Position identification listing

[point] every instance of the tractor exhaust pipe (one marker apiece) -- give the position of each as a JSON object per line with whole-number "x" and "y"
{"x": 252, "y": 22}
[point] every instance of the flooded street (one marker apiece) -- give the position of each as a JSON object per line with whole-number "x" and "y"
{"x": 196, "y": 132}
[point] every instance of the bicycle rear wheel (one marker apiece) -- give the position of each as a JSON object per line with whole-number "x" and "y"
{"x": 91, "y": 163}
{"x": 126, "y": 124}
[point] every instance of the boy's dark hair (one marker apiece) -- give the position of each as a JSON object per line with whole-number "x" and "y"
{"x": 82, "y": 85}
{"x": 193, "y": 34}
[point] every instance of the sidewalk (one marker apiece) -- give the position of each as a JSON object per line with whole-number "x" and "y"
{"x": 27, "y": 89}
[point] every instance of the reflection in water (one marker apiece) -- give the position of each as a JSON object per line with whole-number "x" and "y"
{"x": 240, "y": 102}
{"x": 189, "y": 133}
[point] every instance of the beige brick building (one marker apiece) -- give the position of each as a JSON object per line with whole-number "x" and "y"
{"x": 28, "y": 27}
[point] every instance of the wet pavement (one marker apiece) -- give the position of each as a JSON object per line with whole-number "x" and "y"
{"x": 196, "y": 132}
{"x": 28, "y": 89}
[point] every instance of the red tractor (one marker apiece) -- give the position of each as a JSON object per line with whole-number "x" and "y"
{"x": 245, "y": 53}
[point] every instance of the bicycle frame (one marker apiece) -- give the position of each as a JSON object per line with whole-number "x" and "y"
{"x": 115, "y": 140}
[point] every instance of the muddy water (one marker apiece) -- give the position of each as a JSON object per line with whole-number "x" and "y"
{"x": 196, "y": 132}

» TASK GOAL:
Duplicate every line of the listing above, keeping each one unchanged.

» THE RESULT:
[point] every instance of the tractor exhaust pipe (one marker apiece) -- give the position of each as a JSON object per line with whole-number "x" and "y"
{"x": 252, "y": 22}
[point] every instance of the flooded street (one marker apiece) -- give the position of each as a JSON object per line with whole-number "x" and "y"
{"x": 196, "y": 132}
[point] every instance of the bicycle rear wheel (one marker apiece) -- give the position of each as a JSON object per line with whole-number "x" and "y"
{"x": 91, "y": 163}
{"x": 126, "y": 124}
[point] every instance of the boy's dark hair (one marker apiece) -- give the position of each as a JSON object per line with whole-number "x" and "y"
{"x": 82, "y": 85}
{"x": 193, "y": 34}
[point] every instance of the sidewalk (one marker apiece) -- give the position of each as a JSON object per line with whole-number "x" and "y"
{"x": 27, "y": 89}
[point] every instance of the reflection in water (one marker apiece) -- give the position of each as a JSON object per line with whole-number "x" and "y"
{"x": 240, "y": 102}
{"x": 189, "y": 133}
[point] every instance of the beige brick building (one marker apiece) -- give the position of each as a JSON object per line with whole-number "x" and "y"
{"x": 28, "y": 27}
[point] every instance of the wet pavement (one marker apiece) -- give the position of each as a JSON object per line with whole-number "x" and "y"
{"x": 196, "y": 132}
{"x": 28, "y": 89}
[point] every instance of the red tractor (one marker apiece) -- give the position of each as a JSON object per line with whole-number "x" and "y"
{"x": 245, "y": 53}
[point] every instance of the bicycle frame (one marker apiece) -- give the position of each as a JSON object per line with whole-number "x" and "y"
{"x": 115, "y": 140}
[point] every instance of the muddy water (one marker apiece) -- give the position of each as a JSON object per line with whole-number "x" and "y"
{"x": 196, "y": 132}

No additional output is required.